Reading text:
.....

Weekly Summary

Avalanche Weekly Summary - February 27, 2025

Northern Mountains
In the Northern Mountains, significant snowfall ended on February 21 with the upslope storm, followed by a few additional inches in the northernmost areas through the 25. A day-over-day warming trend began on the 26 as high pressure set in. Over the past week, 86 avalanches have been reported, 40 of which were D2 or larger. Many of these were Persistent Slab avalanches that stepped down to weak snow near the ground rather than just running on the storm interface. Mitigation efforts continue to produce surprising results, with some paths running larger than expected from small explosives. Tragically, a rider died in an avalanche near Berthoud Pass. 

Central Mountains
In the Central Mountains, no significant new snow has fallen since February 16, but the Valentine’s storm snow has settled into a widespread, terrain-spanning slab over one or more faceted weak layers. During the past week, people reported more than 57 large (D2 or larger) Persistent Slab avalanches. In the last few days, both natural and human-triggered slides have occurred, though at a slower pace. A skier was caught and partially buried in Elk Creek near Crested Butte.

.....

Data supplied:
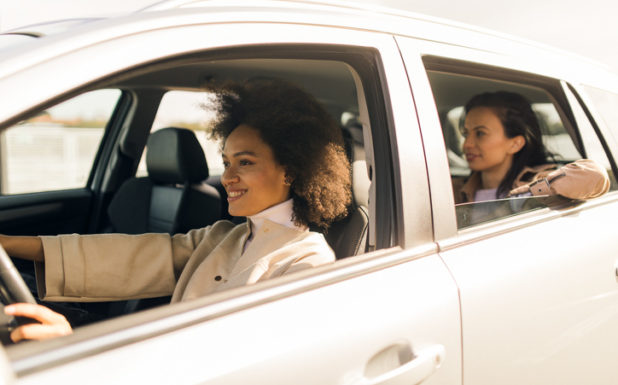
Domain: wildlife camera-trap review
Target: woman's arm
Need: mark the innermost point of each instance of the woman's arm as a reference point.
(582, 179)
(51, 324)
(24, 247)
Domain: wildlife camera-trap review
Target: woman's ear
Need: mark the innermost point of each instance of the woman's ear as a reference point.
(288, 180)
(517, 143)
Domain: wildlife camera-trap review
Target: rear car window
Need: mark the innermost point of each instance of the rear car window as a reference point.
(183, 109)
(567, 135)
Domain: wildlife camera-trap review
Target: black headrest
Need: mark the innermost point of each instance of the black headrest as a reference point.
(174, 156)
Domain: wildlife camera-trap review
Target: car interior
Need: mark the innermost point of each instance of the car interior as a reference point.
(179, 189)
(563, 134)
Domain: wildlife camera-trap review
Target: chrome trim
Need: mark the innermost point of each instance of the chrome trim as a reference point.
(510, 224)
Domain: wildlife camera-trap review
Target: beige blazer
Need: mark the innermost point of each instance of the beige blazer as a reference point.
(108, 267)
(582, 179)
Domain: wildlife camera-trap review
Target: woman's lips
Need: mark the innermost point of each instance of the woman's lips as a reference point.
(471, 157)
(235, 195)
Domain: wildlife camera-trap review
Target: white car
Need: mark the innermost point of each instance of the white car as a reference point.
(423, 291)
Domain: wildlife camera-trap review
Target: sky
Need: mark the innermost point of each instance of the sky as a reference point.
(587, 27)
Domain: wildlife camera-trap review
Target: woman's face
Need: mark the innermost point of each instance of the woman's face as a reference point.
(486, 146)
(254, 181)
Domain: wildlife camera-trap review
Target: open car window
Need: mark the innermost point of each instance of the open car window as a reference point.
(567, 136)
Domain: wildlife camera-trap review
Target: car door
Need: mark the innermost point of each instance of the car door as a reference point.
(387, 316)
(538, 288)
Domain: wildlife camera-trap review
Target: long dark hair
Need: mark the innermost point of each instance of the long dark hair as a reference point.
(518, 118)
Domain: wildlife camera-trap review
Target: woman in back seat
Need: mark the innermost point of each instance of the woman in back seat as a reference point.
(285, 169)
(504, 149)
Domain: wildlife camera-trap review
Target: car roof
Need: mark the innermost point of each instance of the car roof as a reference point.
(72, 34)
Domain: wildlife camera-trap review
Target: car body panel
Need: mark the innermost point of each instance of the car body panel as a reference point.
(330, 346)
(543, 313)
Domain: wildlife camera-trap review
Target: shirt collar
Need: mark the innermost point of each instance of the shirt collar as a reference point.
(281, 213)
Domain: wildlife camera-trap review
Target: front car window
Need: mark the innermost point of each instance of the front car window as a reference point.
(55, 149)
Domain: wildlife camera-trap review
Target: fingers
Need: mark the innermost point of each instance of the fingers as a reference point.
(52, 324)
(40, 332)
(519, 190)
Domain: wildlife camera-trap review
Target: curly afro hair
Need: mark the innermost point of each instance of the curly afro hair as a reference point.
(304, 139)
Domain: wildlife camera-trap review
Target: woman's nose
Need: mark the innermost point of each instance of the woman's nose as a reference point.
(229, 176)
(468, 143)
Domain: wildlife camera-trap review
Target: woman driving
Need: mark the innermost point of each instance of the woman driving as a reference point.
(504, 149)
(285, 169)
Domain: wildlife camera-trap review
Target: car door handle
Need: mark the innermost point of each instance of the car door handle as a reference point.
(399, 365)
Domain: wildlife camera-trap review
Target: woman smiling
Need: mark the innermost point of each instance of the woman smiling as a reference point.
(285, 169)
(504, 149)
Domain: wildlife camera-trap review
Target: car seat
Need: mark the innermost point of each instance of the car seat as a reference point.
(348, 236)
(172, 198)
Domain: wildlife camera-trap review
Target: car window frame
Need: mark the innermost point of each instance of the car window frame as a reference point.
(95, 338)
(445, 225)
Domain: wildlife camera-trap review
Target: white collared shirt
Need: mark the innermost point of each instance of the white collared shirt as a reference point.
(281, 214)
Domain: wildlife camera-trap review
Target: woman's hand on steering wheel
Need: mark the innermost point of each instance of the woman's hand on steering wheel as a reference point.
(51, 324)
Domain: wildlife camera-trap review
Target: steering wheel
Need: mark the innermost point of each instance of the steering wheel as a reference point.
(13, 289)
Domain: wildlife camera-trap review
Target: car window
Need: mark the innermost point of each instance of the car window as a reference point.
(55, 149)
(566, 139)
(184, 109)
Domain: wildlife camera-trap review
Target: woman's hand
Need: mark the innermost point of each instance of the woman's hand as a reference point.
(51, 325)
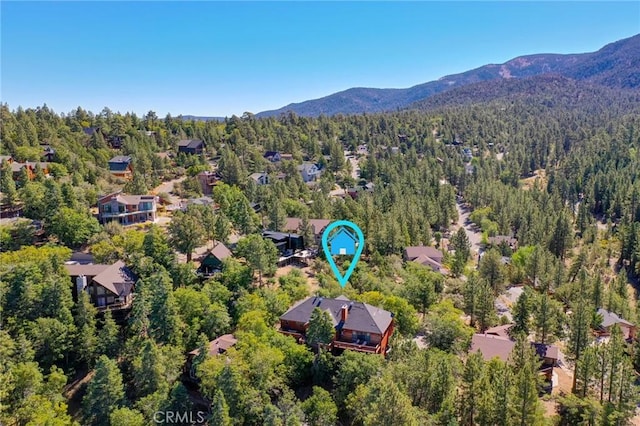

.....

Task objective: Reproduce the part of the avalanche summary starting with "Avalanche Weekly Summary" and going on through "near Berthoud Pass.". Use only the avalanche summary to complete these.

Response for this exercise:
Avalanche Weekly Summary - February 27, 2025

Northern Mountains
In the Northern Mountains, significant snowfall ended on February 21 with the upslope storm, followed by a few additional inches in the northernmost areas through the 25. A day-over-day warming trend began on the 26 as high pressure set in. Over the past week, 86 avalanches have been reported, 40 of which were D2 or larger. Many of these were Persistent Slab avalanches that stepped down to weak snow near the ground rather than just running on the storm interface. Mitigation efforts continue to produce surprising results, with some paths running larger than expected from small explosives. Tragically, a rider died in an avalanche near Berthoud Pass.